Please return every line below that contains the string "seal", copying each one in full.

# DATA EXTRACT:
* * *

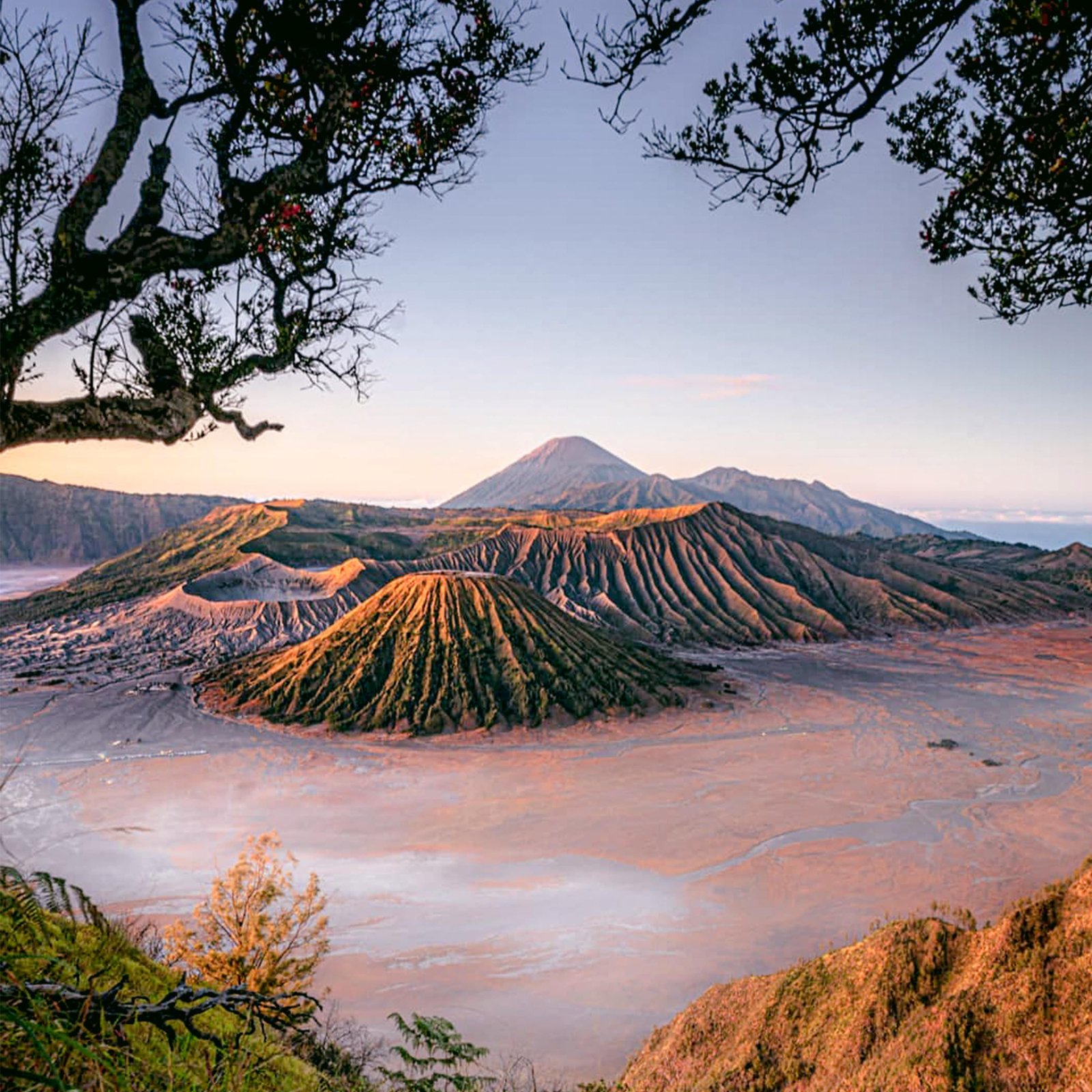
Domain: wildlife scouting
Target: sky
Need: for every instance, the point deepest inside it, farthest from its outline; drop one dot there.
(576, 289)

* * *

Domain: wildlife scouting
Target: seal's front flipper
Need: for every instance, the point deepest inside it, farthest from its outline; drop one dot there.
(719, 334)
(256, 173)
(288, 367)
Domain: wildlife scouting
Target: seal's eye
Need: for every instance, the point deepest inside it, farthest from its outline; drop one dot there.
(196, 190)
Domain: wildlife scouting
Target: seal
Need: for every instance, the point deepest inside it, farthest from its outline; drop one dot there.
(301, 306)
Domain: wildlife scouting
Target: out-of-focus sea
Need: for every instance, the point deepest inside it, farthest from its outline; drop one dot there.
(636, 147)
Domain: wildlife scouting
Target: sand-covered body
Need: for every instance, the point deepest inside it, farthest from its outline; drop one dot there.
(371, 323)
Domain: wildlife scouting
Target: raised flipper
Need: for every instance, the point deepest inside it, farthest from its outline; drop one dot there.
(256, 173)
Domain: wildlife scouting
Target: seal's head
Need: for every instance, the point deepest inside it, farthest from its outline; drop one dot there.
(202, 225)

* * *

# CORRECT OUTPUT:
Target: seal's front flipper
Target: seal's eye
Target: seal
Target: seal's head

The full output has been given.